_Provided text_
Too Many Murder Confessions Are Coerced False Confessions



I know what many of those who are in favor of the death penalty believe: that if a man confesses to a murder it positively means he committed the murder. I believe the opposite. If I read that a man confesses to a murder under police questioning, the likelihood is that he was coerced into falsely confessing.

As many as 25% of wrongful convictions overturned with DNA evidence involve false confessions (1). We can only imagine how many more cases there are of innocent people who were coerced into confessing that we don't know about because of a backlog in processing DNA evidence (2) or because prosecutors and judges refuse to allow post-conviction testing of DNA evidence (3).

As to why prosecutors stonewall such DNA requests: simple - "... most prosecutors are evidence-tampering, perjury-suborning, jury-rigging, self-serving bastards who have no desire in furthering the interests of justice but only to advancing their careers, no matter what innocent party they have to persecute and prosecute."

Sadly most juries do not understand that anyone can be coerced into confessing because the police lie about the evidence against him and make false promises that they'll let him go if only he would provide a confession (4). Police will even feed the poor victim details of the murder so that when the confession is finally made, it contains convincing 'evidence' that the confessor is indeed the killer.

If I were on a jury in a murder trial I would discount any confession, no matter how convincing or probative the details therein. I want to hear evidence; a confession is not evidence of a crime - it only proves that the police were very efficacious at breaking a person's will.

_Problems and tasks_
A. List the methods that the essay on coerced false confessions says police use to get a suspect to confess.
B. According to the essay on coerced false confessions, what share of wrongful convictions overturned with DNA evidence involve false confessions?

_Available data_
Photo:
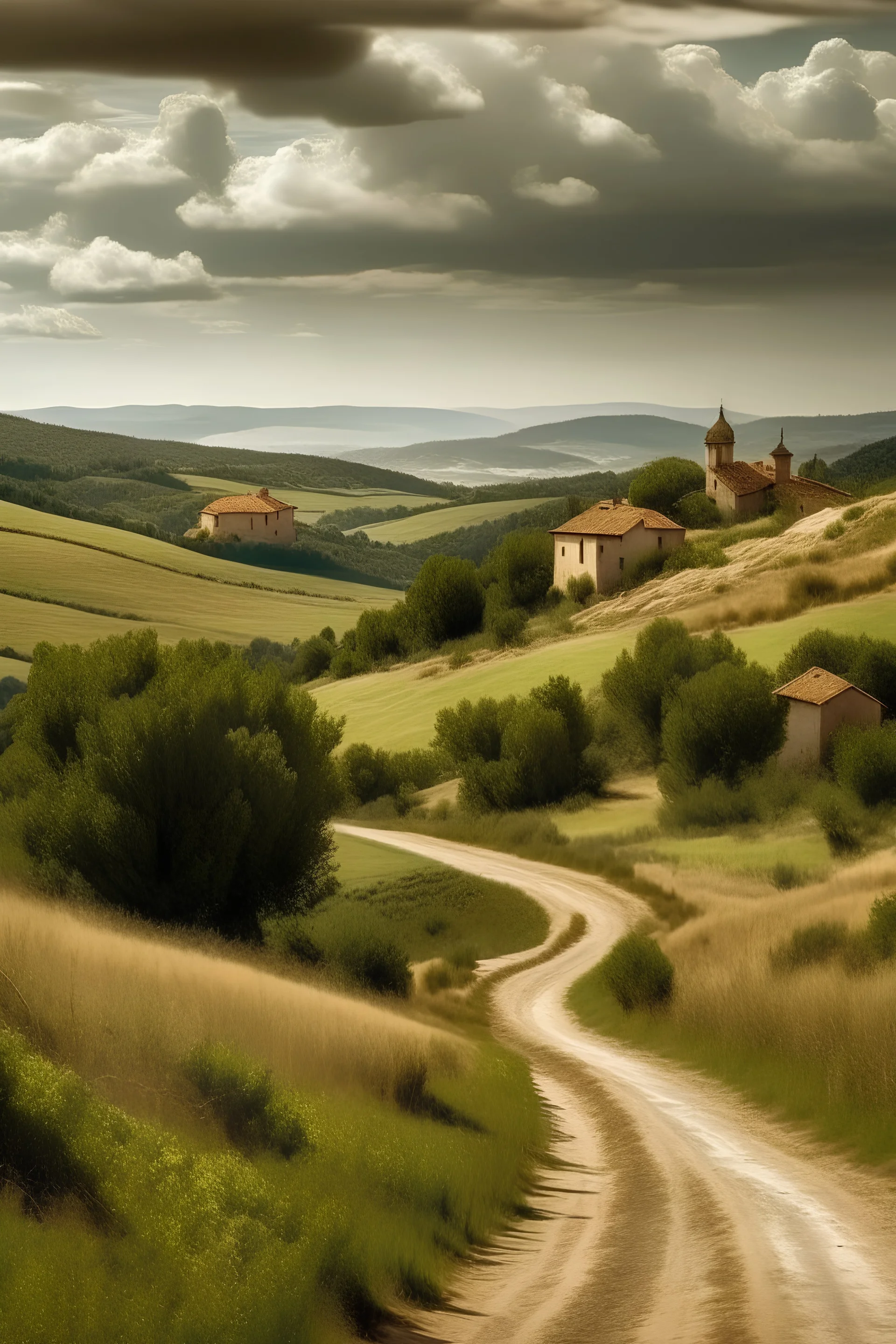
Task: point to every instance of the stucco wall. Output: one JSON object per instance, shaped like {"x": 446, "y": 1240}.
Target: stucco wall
{"x": 252, "y": 527}
{"x": 602, "y": 554}
{"x": 809, "y": 726}
{"x": 804, "y": 734}
{"x": 848, "y": 707}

_Solved tasks_
A.
- Lying about the evidence against him
- Making false promises to let him go if he confesses
- Feeding him details of the murder so the confession contains convincing "evidence"

B. As many as 25%.